[Image point grounding data]
- Opening Delimiter -
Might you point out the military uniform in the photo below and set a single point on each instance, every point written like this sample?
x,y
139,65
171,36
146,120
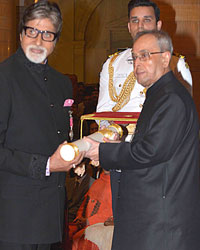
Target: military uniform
x,y
123,66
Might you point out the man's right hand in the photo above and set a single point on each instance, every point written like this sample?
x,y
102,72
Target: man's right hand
x,y
57,164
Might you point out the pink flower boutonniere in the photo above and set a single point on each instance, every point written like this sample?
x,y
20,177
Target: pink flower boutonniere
x,y
68,103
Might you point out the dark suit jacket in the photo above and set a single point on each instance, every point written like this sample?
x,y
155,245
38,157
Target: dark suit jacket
x,y
33,122
159,199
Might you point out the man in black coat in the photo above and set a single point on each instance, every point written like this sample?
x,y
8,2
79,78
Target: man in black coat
x,y
159,195
33,123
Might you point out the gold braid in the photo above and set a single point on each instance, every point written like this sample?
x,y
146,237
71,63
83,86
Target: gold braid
x,y
124,96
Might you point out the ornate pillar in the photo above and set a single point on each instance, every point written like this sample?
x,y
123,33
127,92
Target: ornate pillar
x,y
7,28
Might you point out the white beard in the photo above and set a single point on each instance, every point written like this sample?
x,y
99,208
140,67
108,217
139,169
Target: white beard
- Closing Delimiter -
▸ **WORK REQUIRED**:
Exactly as written, give the entries above again, with no images.

▸ **SOLUTION TO THIS TASK**:
Might you point out the military uniform in the photo below and set a single point on each instance, every point written like this sample?
x,y
139,65
171,36
146,120
Target: military uniform
x,y
123,66
Might you point out the man's right hand in the photo above and set a single point on each instance, every point written like this sample?
x,y
102,72
Target: man's right hand
x,y
57,164
Might you point out the pink flower boutonniere in the photo above and set a single point on each instance, every point written like this sample?
x,y
20,177
Target: pink flower boutonniere
x,y
68,103
Might you point out the dark suit jacket in the photo above and set a single point on each instance, every point written like this sample?
x,y
155,245
38,157
Target: dark suit jacket
x,y
33,122
159,199
Might you point out the man in black coat in the photo above and set a single point on each instance, every point written like this sample?
x,y
8,2
79,78
Target: man in black coat
x,y
159,195
33,123
Might you point out the gold braid in the photo above and set a single point on each instance, every point written like this sample?
x,y
146,237
71,63
83,86
Target: gold braid
x,y
124,96
Might you point out the ornate pillar in the photo above and set a single point on each instance, every point written like this sample?
x,y
123,33
127,92
Target: ornate pillar
x,y
7,28
Might you point out the white beard in the photo above and set a single point on each instance, every point written like this sample?
x,y
99,208
140,67
108,217
139,169
Target: white beard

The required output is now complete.